Our In-Depth series on New Hampshire's workforce shortage continues with: untapped workers. We ask: what groups of potential employees are being overlooked? These might include recent immigrants, people with criminal records, people with disabilities, and older workers.
- Donna Brown, Attorney with the Manchester firm Wadleigh, Starr & Peters. A former public defender, she does pro bono work at criminal record annulment clinics, helping those who qualify to request removal of criminal records. She is also on the board of NAMI – NH.
- Kristine Dudley, Workforce Development Director at Manchester Community College.
- Todd Fahey, N.H. State Director of AARP - New Hampshire.
- Andrew Houtenville, Associate professor of economics and research director at the Institute on Disability at UNH.
Read a Concord Monitor story on how more Granite Staters are working past 65. At a job fair last fall, experienced workers showed up by the hundreds. Nationally and in New Hampshire, groups of workers ages 65 through 75 are predicted to grow faster than any other age segment through 2024, according the U.S. Bureau of Labor Statistics, and retirement age is now closer to 70.
People with criminal records:
Many in this group say they face barriers when it comes to finding employment. Current legislation, SB 100, which passed the Senate and is now in the House, includes this provision: No employer or employer's agent shall conduct a criminal record check of an applicant prior to the initial interview. Some who qualify can have their records annulled. According to the ACLU of New Hampshire's Lost Labor Report, tens of thousands of these potential workers are often on the sidelines, and the opioid crisis has contributed to the problem.

Saved entries:
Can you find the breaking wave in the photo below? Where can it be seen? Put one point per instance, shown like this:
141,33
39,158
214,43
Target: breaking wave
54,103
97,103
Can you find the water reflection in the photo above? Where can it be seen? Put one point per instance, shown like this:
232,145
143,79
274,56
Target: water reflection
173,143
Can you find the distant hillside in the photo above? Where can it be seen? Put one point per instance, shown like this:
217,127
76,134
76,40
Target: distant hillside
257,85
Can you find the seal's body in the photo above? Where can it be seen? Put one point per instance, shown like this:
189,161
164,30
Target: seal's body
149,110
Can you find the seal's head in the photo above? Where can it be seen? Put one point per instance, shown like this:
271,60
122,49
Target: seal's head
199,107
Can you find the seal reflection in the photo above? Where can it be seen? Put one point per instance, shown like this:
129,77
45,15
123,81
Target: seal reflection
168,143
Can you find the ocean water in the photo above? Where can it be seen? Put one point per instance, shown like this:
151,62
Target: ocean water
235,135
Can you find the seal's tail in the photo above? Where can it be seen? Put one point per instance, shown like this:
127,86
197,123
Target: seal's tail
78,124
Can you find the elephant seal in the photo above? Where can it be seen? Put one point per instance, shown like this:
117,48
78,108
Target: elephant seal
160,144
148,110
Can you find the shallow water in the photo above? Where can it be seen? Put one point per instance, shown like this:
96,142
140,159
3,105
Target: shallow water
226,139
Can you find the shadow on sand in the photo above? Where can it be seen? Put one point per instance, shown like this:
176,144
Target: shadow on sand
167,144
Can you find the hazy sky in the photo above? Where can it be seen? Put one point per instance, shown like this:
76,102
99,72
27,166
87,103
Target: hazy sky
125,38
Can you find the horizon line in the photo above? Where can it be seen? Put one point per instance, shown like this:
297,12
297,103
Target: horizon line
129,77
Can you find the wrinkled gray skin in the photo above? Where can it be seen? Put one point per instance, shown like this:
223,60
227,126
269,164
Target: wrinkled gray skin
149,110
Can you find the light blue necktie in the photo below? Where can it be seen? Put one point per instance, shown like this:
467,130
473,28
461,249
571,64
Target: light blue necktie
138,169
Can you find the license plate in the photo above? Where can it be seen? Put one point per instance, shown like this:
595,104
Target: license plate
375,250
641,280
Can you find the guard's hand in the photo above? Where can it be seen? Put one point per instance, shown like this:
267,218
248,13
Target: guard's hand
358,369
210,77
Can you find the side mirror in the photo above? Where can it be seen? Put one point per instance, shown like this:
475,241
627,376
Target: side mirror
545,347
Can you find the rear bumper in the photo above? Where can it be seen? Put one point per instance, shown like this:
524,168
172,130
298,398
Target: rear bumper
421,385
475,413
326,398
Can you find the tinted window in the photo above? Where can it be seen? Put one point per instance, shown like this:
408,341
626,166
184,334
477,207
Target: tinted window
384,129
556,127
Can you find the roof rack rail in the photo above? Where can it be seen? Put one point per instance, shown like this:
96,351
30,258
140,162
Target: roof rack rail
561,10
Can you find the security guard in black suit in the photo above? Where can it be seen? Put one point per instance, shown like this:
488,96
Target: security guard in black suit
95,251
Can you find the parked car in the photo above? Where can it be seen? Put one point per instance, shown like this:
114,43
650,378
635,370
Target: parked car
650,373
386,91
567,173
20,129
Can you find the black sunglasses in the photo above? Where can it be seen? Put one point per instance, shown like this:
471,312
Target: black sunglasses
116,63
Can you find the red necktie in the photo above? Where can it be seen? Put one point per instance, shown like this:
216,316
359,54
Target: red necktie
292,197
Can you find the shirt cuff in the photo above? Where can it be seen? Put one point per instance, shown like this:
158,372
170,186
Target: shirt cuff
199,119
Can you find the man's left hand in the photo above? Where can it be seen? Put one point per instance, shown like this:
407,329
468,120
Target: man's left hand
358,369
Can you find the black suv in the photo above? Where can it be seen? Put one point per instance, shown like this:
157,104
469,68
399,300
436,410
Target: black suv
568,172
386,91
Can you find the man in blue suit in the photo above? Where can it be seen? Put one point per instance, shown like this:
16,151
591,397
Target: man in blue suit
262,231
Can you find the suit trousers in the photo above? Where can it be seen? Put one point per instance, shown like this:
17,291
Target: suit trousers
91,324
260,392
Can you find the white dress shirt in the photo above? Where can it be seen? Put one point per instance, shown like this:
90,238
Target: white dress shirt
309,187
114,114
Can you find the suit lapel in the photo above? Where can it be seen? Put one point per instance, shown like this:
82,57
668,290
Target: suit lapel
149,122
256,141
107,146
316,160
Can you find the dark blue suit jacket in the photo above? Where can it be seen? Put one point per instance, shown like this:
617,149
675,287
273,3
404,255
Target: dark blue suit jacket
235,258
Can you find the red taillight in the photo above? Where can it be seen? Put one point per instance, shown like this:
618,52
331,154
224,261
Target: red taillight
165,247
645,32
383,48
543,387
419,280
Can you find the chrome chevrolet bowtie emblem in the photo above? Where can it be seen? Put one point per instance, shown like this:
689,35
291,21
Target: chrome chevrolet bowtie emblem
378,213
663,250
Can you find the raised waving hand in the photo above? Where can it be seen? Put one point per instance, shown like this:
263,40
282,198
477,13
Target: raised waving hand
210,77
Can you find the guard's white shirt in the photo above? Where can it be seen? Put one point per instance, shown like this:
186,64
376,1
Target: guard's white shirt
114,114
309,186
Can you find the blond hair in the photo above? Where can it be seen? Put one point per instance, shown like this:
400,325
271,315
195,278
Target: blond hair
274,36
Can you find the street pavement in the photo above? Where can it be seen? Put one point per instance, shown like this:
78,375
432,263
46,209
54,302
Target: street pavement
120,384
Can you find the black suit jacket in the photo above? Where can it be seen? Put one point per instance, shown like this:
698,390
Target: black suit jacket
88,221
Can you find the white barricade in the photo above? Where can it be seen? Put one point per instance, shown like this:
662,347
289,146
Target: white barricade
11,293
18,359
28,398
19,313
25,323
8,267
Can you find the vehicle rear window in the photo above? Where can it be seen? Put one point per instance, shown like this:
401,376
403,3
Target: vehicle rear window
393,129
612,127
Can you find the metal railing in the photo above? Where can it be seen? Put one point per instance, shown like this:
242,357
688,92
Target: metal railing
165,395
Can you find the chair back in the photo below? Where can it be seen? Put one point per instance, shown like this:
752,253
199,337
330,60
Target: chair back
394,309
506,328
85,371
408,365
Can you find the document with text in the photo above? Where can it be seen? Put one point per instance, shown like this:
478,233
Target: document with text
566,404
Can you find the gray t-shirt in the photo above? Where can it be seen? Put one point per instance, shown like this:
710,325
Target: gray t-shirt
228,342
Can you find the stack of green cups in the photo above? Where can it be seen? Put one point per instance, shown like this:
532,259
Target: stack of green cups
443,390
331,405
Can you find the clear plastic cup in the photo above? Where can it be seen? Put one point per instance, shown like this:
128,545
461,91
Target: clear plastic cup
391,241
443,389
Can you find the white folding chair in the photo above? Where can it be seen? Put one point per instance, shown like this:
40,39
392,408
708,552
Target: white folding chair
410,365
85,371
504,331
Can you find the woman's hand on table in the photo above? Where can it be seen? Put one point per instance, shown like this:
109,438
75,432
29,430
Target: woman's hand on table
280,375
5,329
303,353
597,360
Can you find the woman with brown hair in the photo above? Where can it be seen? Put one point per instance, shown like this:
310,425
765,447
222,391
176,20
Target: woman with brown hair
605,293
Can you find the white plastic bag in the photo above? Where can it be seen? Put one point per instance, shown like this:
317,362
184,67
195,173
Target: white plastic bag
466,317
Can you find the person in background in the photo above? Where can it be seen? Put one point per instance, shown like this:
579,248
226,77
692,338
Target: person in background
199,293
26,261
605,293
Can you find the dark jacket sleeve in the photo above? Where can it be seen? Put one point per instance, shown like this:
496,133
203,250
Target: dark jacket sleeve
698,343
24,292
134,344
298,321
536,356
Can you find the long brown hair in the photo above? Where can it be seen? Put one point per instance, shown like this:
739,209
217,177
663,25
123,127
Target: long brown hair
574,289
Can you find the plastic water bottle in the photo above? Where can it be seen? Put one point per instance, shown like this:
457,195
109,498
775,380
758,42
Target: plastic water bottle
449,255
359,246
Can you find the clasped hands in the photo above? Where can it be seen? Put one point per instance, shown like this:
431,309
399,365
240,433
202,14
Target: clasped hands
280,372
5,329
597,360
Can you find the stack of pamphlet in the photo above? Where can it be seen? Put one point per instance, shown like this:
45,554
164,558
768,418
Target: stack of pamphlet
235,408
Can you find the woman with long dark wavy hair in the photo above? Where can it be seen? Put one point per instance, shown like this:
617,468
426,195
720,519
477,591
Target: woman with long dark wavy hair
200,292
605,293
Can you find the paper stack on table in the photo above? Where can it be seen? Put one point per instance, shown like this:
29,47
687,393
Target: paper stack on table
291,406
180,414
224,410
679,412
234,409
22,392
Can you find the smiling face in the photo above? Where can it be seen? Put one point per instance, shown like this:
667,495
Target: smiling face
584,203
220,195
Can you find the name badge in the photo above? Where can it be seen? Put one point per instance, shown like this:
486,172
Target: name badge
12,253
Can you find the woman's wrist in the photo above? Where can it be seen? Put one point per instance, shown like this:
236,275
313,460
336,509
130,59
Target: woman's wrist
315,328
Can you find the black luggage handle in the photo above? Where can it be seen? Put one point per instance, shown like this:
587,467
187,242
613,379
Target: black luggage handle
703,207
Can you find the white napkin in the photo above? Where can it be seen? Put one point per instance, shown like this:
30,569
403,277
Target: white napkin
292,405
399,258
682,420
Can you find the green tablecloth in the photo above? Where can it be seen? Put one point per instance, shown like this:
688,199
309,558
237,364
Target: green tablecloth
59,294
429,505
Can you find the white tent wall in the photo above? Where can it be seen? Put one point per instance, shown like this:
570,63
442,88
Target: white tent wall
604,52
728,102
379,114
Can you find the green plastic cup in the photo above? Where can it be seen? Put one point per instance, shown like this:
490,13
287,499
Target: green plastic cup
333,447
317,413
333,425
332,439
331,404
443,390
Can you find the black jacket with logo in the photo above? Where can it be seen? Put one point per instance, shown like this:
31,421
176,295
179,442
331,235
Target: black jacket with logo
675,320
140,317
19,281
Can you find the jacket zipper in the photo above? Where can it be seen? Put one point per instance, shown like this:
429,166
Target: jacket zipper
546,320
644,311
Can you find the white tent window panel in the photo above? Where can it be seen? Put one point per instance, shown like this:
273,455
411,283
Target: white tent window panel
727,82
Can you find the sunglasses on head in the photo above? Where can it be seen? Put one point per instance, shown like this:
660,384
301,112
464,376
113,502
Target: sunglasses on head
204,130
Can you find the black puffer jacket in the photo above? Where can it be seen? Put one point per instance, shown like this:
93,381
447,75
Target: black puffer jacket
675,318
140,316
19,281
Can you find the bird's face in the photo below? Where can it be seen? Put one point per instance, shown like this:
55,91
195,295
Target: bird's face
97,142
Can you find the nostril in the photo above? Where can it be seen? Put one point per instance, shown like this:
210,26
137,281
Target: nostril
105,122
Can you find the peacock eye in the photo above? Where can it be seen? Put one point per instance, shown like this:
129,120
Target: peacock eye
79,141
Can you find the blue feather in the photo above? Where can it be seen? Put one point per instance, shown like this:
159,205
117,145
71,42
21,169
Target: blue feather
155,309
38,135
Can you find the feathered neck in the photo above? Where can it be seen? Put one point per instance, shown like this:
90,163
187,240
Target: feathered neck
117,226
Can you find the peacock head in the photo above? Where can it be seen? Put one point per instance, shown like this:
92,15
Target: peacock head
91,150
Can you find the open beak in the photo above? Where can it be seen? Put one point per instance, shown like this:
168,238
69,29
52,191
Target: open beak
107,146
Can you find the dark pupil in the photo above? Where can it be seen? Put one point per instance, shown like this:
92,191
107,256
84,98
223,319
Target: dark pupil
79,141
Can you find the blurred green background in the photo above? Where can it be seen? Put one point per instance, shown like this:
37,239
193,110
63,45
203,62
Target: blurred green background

Aim of the task: Carry the program description on New Hampshire's untapped workers forward from its final sentence, in the same formal style.

Final answer:
According to the National Skills Coalition: Immigrants account for 1 in 6 American workers. According to the Endowment for Health, New Hampshire ranks among the top ten states in the U.S. for the percent of foreign‐born workers who have a bachelor’s degree or better. Immigrant‐ owned companies generate more than $250 million of the state’s annual business income.
Workers with disabilities:
More employers have been hiring workers with disabilities, as the Concord Monitor reported: The roughly 40-point employment gap between people with disabilities and without constricted, somewhat, likely thanks to a rebounding economy. But in New Hampshire, advocates say, far more needs to be done. This NHBR columnist urges companies to tap these often overlooked members of the workforce. According to the Labor of Bureau Statistics, this group has about twice the unemployment rate of those without disabilities.